● Exercise set:
1. In the hate crimes bill passage, who was in the House gallery when Foxx made her remarks?
2. Please copy word for word the part of the hate crimes bill passage between "Also noted by" and "about the statement.", inclusive.

● Passage to read:
┌──

She added: “This — the bill was named for him, hate crimes bill was named for him, but it’s really a hoax that that continues to be used as an excuse for passing these bills.
Also noted by The Politico was that Shepard’s mother was in the House gallery when Foxx made her remarks, something taken advantage of by pandering, demagoguing Democrats:
“Matthew Shepard’s mother was in the gallery yesterday and I believe she was back today — so I’m sorry she had to be around to hear it,” said Rep. Steve Cohen (D-Tenn.). “It’s an urban myth… And I’d tell her that man did land on the moon and the moon wasn’t made out of green cheese.”
Rep. Debbie Wasserman Schultz (D-Fla.), who supports the hate crimes bill, stared in disbelief before answering a question about the statement.
“It’s just sad the Republican caucus has been reduced such a fringe,” she said. “It’s sad they would go out of their way to prevent people from getting justice.”

└──

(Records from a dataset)

┌──

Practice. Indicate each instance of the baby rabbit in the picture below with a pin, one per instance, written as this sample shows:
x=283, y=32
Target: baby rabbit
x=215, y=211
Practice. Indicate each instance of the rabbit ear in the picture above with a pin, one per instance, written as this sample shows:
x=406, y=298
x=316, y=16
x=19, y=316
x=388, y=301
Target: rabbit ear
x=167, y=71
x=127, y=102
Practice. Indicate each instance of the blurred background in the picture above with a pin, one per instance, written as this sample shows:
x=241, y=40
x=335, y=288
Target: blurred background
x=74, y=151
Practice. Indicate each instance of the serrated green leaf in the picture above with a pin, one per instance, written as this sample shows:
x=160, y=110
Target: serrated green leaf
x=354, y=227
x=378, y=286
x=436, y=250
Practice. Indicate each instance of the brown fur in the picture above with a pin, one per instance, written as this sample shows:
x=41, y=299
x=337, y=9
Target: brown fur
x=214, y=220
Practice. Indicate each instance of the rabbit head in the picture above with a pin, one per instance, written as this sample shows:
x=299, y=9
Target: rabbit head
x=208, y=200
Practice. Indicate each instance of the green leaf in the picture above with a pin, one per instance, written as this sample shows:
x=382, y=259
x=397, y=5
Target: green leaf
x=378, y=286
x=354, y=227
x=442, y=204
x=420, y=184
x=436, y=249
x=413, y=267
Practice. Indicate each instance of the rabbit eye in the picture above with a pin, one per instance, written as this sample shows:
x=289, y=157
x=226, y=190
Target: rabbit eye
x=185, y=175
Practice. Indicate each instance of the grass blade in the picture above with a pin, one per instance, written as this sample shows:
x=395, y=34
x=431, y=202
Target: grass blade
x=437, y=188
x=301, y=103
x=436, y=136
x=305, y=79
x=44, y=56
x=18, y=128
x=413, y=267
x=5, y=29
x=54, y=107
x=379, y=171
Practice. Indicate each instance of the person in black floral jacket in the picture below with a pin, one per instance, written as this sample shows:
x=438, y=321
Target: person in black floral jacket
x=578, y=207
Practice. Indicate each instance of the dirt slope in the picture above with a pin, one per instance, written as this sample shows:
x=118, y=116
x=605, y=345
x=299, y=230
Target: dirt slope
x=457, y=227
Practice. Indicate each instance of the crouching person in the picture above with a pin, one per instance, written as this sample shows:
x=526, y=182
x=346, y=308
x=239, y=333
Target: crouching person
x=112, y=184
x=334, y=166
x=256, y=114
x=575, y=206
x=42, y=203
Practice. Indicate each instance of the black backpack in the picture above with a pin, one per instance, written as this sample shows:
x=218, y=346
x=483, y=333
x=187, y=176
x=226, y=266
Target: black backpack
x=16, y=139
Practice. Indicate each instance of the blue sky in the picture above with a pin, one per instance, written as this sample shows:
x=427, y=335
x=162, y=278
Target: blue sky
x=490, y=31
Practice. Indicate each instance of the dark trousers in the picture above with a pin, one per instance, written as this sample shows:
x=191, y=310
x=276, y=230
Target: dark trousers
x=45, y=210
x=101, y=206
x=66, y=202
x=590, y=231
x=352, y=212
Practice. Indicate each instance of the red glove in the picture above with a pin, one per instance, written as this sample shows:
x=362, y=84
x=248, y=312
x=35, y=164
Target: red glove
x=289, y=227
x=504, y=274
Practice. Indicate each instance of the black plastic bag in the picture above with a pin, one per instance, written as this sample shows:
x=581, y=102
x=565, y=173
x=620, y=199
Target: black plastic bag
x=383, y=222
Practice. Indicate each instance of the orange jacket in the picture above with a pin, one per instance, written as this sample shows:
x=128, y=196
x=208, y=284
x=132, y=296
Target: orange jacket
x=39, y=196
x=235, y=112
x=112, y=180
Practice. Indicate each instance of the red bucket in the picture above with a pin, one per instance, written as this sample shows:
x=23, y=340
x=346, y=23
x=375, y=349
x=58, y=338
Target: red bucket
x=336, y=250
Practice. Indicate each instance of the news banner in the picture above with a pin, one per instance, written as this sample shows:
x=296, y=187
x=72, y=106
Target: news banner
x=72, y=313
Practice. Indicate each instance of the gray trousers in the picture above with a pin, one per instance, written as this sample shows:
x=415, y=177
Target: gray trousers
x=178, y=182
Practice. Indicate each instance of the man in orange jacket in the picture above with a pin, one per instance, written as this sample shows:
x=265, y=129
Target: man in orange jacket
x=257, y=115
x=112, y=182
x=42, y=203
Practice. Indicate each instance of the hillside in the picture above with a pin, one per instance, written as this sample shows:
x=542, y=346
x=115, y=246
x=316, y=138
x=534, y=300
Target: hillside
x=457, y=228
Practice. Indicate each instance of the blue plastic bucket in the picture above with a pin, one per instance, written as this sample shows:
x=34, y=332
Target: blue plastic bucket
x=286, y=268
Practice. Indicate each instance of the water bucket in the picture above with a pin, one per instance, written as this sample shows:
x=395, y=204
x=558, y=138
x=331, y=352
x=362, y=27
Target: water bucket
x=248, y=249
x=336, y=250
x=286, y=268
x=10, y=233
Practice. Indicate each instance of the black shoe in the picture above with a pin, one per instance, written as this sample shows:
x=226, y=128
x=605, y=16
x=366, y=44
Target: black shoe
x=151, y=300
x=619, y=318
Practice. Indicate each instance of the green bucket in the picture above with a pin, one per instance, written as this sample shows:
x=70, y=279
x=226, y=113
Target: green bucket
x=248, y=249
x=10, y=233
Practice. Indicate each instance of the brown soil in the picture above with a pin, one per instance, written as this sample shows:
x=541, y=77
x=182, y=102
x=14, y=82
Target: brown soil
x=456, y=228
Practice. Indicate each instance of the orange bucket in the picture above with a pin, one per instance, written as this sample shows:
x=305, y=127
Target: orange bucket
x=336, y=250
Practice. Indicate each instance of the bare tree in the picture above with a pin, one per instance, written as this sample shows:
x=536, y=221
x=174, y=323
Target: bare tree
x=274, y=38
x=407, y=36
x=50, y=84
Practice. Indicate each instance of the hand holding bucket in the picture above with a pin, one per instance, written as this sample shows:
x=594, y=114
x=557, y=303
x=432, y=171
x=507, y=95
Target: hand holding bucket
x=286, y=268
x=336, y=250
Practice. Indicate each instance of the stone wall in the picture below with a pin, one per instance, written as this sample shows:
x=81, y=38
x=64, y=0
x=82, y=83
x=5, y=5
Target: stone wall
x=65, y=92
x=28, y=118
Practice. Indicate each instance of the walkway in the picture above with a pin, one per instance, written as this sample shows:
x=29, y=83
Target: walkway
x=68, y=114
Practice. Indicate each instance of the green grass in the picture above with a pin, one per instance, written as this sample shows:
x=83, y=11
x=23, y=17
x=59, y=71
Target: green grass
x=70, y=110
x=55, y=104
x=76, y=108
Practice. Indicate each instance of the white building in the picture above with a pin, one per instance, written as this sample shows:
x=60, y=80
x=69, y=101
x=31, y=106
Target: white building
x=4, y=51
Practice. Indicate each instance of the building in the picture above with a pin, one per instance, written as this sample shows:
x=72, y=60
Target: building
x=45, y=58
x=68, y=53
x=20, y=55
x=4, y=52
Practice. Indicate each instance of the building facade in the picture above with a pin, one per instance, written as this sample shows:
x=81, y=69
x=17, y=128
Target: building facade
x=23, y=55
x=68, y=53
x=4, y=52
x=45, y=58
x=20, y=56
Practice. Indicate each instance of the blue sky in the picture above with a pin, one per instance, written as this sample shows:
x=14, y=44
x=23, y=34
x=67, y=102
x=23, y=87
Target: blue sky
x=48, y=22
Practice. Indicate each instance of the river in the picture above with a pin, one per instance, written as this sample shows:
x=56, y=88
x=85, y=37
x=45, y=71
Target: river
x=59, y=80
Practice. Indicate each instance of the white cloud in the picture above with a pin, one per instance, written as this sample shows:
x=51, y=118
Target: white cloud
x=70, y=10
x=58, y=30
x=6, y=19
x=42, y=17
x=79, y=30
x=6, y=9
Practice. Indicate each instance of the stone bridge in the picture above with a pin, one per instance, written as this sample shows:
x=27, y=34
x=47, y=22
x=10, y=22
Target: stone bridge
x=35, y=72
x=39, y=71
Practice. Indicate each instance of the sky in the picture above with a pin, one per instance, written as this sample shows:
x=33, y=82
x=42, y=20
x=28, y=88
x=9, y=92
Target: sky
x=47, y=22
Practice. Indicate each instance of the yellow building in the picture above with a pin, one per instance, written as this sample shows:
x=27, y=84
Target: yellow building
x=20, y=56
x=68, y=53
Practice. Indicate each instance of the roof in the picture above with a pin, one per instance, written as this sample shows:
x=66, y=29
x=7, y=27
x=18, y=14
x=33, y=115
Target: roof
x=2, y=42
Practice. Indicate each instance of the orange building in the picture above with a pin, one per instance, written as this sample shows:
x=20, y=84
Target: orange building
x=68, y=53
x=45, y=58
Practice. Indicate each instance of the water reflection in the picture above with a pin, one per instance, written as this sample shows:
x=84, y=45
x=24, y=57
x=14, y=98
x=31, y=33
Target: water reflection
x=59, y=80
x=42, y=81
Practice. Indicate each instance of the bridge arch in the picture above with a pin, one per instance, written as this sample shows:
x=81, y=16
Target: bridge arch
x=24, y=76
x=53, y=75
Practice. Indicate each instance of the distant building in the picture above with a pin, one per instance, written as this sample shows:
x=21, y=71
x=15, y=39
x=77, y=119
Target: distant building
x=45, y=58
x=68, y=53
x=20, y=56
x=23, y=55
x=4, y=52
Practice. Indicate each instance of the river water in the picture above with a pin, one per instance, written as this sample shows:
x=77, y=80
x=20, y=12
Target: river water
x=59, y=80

└──

● Worked answers:
1. Matthew Shepard's mother

2.
Also noted by The Politico was that Shepard’s mother was in the House gallery when Foxx made her remarks, something taken advantage of by pandering, demagoguing Democrats:
“Matthew Shepard’s mother was in the gallery yesterday and I believe she was back today — so I’m sorry she had to be around to hear it,” said Rep. Steve Cohen (D-Tenn.). “It’s an urban myth… And I’d tell her that man did land on the moon and the moon wasn’t made out of green cheese.”
Rep. Debbie Wasserman Schultz (D-Fla.), who supports the hate crimes bill, stared in disbelief before answering a question about the statement.